== The task ==
Transcribe the listing underneath, keeping each word exact and omitting the images.

== Extracted information ==
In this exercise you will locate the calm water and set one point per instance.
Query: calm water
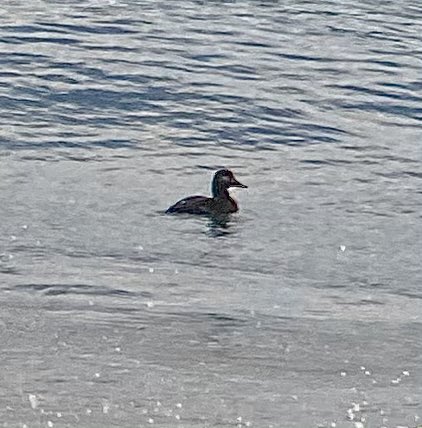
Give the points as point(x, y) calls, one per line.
point(304, 310)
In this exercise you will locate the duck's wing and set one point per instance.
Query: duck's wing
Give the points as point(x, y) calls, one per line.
point(191, 205)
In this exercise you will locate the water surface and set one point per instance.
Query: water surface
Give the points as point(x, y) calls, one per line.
point(304, 309)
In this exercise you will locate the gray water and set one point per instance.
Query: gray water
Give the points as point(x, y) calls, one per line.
point(304, 310)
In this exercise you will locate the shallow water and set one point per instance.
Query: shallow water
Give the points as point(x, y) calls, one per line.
point(304, 309)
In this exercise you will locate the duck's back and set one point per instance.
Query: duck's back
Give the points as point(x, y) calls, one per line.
point(203, 205)
point(192, 205)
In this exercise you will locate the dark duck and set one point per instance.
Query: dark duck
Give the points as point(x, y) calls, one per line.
point(220, 203)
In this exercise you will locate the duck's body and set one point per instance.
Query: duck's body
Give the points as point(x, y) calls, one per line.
point(220, 203)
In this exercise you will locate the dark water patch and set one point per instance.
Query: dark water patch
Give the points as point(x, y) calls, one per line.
point(97, 29)
point(77, 289)
point(37, 40)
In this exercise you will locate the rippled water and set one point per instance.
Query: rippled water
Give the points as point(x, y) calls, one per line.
point(303, 310)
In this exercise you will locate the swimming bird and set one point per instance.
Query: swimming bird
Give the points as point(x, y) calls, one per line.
point(220, 202)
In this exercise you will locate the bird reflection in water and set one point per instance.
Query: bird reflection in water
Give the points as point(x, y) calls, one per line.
point(219, 225)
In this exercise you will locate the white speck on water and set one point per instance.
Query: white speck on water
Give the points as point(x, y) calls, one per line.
point(33, 400)
point(356, 407)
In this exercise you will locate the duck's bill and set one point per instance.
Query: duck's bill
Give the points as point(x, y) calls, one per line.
point(236, 183)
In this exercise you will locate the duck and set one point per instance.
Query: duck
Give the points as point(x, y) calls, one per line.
point(220, 203)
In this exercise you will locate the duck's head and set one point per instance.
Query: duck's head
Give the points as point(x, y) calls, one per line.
point(223, 180)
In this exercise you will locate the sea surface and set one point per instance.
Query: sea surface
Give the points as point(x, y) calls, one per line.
point(304, 310)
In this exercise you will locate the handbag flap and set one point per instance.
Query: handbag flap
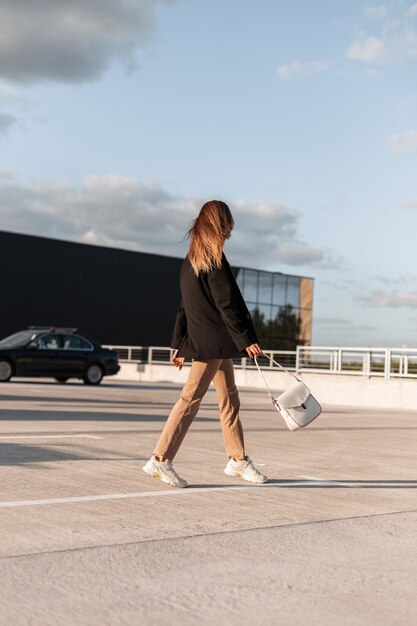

== Answer space ==
In this exercise you will locate the calm water and set one point per instance.
Query: calm water
Give the points as point(x, y) calls, one per line.
point(304, 310)
In this exercise you will locate the duck's wing and set one point per instance.
Query: duck's wing
Give the points as point(x, y) calls, one per line.
point(191, 205)
In this exercise you will locate the water surface and set one point per instance.
Query: water surface
Give the points as point(x, y) calls, one per line.
point(304, 309)
In this exercise you will locate the gray water and set one point per instance.
Query: gray water
Give the points as point(x, y) calls, one per line.
point(304, 310)
In this exercise you will locate the shallow water and set one point per instance.
Query: shallow water
Give the points as point(x, y) calls, one per line.
point(304, 309)
In this exercise you will locate the duck's back and set one point per instance.
Query: duck's back
Give the points as point(x, y) calls, one per line.
point(203, 205)
point(192, 205)
In this exercise you will locate the dark duck and set one point per instance.
Query: dark duck
Give the points as point(x, y) calls, one per line.
point(220, 203)
In this exercise you will locate the duck's body and set one point per instance.
Query: duck's body
Give the points as point(x, y) calls, one per line.
point(220, 203)
In this exercise you will locate the dark water patch and set one point per instance.
Query: dark water patch
Give the points as point(x, y) calls, one per line.
point(97, 29)
point(77, 289)
point(37, 40)
In this exercise you will locate the rippled water and set one point per instance.
Query: rippled water
Give the points as point(x, y) calls, one per line.
point(303, 310)
In this exercise you will locate the swimming bird and set one point per instance.
Query: swimming bird
Give the points as point(x, y) calls, one per line.
point(220, 202)
In this exercise you will locate the bird reflection in water and set one point per instance.
Query: bird reflection in water
Give the points as point(x, y) calls, one per line.
point(219, 225)
In this exercise you will locate the white speck on water and set one point per instance.
Query: white speck on water
Give the points as point(x, y) calls, one per line.
point(33, 400)
point(356, 407)
In this exercise you will locate the duck's bill and set one point per instance.
Query: duck's bill
Give the points as point(x, y) calls, one per line.
point(236, 183)
In this exercise you will locate the duck and set one point per instance.
Query: duck
Give the points as point(x, y) calls, one per line.
point(220, 203)
In this exercise you will locate the duck's head and set one point per instance.
Query: duck's head
Give the points as point(x, y) calls, one per line.
point(223, 180)
In this exercise you will locate the sea surface and set one point per instance.
Query: sea surface
Give the points as point(x, y) calls, one per line.
point(304, 310)
In this exercise you will locate the handbag flap and set one point per instance.
Query: handbag flap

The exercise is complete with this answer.